┏━━
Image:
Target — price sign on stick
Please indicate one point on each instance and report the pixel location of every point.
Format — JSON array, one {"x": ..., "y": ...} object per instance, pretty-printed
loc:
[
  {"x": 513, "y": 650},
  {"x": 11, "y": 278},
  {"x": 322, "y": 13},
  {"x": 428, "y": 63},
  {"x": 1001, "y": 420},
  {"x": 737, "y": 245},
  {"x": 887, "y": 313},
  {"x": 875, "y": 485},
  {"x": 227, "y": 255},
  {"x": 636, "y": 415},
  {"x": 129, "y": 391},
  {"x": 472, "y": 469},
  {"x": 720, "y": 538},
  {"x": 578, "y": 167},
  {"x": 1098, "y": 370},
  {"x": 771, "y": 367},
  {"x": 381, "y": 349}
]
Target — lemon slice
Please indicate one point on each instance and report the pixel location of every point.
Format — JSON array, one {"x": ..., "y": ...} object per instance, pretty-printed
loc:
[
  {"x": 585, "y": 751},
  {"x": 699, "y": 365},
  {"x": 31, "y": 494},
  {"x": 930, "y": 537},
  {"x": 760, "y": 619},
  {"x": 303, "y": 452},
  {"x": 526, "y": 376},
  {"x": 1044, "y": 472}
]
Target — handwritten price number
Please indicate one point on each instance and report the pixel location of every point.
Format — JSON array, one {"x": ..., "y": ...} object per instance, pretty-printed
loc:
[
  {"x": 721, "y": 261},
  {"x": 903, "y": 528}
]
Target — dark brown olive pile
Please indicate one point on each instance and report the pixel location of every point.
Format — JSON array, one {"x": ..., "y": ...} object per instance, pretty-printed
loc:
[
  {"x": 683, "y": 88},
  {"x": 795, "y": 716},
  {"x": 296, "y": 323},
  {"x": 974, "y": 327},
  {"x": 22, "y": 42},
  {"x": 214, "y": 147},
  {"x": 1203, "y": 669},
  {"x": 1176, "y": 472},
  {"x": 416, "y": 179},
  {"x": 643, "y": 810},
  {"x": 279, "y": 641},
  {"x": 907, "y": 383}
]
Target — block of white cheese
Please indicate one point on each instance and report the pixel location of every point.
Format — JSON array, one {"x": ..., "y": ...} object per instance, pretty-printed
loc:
┗━━
STATED EXERCISE:
Reproduce verbatim the stretch of the material above, from the line containing "Target — handwritten price number" through the final line of the material, including both ends.

ANSWER TO THIS EXERCISE:
Target — handwritten price number
Please indicate one point on each instance and report the pixel location of every point.
Format — JSON array, one {"x": ..., "y": ...} object per instance, pretty-printed
loc:
[
  {"x": 721, "y": 261},
  {"x": 903, "y": 528}
]
Target — dark brown olive pile
Please indicate one point on each instance and report the pixel location of every point.
Format — JSON array, one {"x": ..., "y": ...} object per instance, pretty-printed
loc:
[
  {"x": 683, "y": 88},
  {"x": 795, "y": 716},
  {"x": 296, "y": 323},
  {"x": 974, "y": 327},
  {"x": 22, "y": 42},
  {"x": 214, "y": 147},
  {"x": 1203, "y": 669},
  {"x": 1176, "y": 472},
  {"x": 416, "y": 179},
  {"x": 643, "y": 810},
  {"x": 279, "y": 641},
  {"x": 907, "y": 383}
]
Target — block of white cheese
Please indicate one point on each instance and report the pixel location of every point.
Format — JSON array, one {"x": ..., "y": ...} object per instance, pretty-printed
loc:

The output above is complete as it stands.